● **Problem requirements**: Your answer must contain each line of the data, copied exactly.

[Dataset items]
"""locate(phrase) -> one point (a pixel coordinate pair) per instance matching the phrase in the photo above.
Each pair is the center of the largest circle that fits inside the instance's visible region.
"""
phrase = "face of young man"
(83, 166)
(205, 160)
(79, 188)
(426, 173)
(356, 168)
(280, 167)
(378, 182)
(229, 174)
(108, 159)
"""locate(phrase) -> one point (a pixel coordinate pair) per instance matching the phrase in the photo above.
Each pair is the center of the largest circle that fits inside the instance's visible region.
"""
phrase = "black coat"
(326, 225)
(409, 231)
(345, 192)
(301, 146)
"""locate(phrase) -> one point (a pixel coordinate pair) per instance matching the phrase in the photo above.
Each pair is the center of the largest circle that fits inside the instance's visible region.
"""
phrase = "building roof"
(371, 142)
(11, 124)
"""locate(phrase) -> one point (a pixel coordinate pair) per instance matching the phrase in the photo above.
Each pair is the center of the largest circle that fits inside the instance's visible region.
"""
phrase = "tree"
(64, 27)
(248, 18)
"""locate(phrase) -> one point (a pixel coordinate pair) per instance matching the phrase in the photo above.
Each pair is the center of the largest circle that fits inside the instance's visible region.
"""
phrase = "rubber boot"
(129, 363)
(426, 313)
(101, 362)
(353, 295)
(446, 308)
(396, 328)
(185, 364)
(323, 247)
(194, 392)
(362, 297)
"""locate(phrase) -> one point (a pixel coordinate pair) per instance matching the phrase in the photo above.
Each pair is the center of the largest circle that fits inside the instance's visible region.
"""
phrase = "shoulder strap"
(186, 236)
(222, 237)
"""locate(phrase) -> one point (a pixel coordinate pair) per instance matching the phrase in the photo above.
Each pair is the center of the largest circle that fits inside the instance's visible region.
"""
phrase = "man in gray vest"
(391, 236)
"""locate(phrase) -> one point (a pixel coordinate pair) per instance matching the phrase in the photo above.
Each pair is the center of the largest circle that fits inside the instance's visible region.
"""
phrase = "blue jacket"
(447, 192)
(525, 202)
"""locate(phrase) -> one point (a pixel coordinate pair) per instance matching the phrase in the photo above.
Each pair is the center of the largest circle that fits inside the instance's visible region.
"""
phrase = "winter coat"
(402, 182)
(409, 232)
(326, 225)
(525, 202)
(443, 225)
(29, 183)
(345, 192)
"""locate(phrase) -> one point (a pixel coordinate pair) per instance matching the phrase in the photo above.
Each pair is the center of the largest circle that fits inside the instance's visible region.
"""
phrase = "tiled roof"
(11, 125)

● **Exercise response**:
"""locate(phrase) -> one point (a pixel coordinate pair) per instance matching the phrase in the photo above.
Each pair is the center of the largest circle that fits inside the instance's visible region.
"""
phrase = "face of young man"
(83, 166)
(205, 160)
(79, 188)
(426, 173)
(356, 168)
(280, 167)
(378, 182)
(229, 174)
(108, 159)
"""locate(phrase) -> one point (a pixel coordinate pair) per instance matching the phrase in the photo above.
Each pair is the center of the largest circle that fits inside the instance's visible region.
"""
phrase = "black coat"
(326, 225)
(409, 231)
(345, 192)
(301, 146)
"""locate(phrase) -> one point (a pixel coordinate pair) per instance matching the phrase in the photo above.
Each pair is the center of the largest circle that fits inside the instance's visible region.
"""
phrase = "building roof"
(371, 142)
(11, 124)
"""locate(phrase) -> one point (a pixel coordinate pair) per instance matching the phrase in the photo above.
Each pair is the center of the largest circle that fits inside the instance's visible region.
"""
phrase = "tree"
(64, 27)
(248, 18)
"""locate(phrase) -> one point (a pixel coordinate pair) per instance matching the phrase in the photo above.
Each pair is the center of the largest circle that fits inside the instance's visible region.
"""
phrase = "rubber boot"
(129, 363)
(426, 313)
(101, 362)
(353, 295)
(446, 308)
(396, 328)
(185, 364)
(323, 247)
(194, 392)
(362, 297)
"""locate(phrase) -> one point (a pixel coordinate pair) per instance matching the phrase in the photo above.
Each pair is the center of the largest circle that fits inside the instance's visible region.
"""
phrase = "shoulder strap"
(186, 236)
(222, 237)
"""locate(phrase) -> one point (a pixel coordinate pair) per instance matching the phrase in the photo above.
Each pair is the center of the largest circle that fits inside the instance's visible region.
"""
phrase = "man in gray vest"
(391, 236)
"""locate(phrase) -> one point (a pixel coordinate pair) per instance matching the phrase in the photo above.
Each pair is the center of the largest circle that fits inside the instance's visible region.
"""
phrase = "blue jacket"
(447, 192)
(525, 202)
"""locate(phrase) -> one point (a pixel coordinate pair) per instance matching the phrase in the photo above.
Each pair is the center of the largest circle that fits inside the instance's visible region.
"""
phrase = "winter coat"
(402, 182)
(409, 232)
(326, 225)
(525, 202)
(443, 225)
(29, 183)
(345, 192)
"""locate(phrase) -> one point (a pixel coordinate pair) per instance matching the phrase in the photo above.
Each pair is the center of the largest circle that fits inside the instance's visible region.
"""
phrase = "tiled roof"
(11, 125)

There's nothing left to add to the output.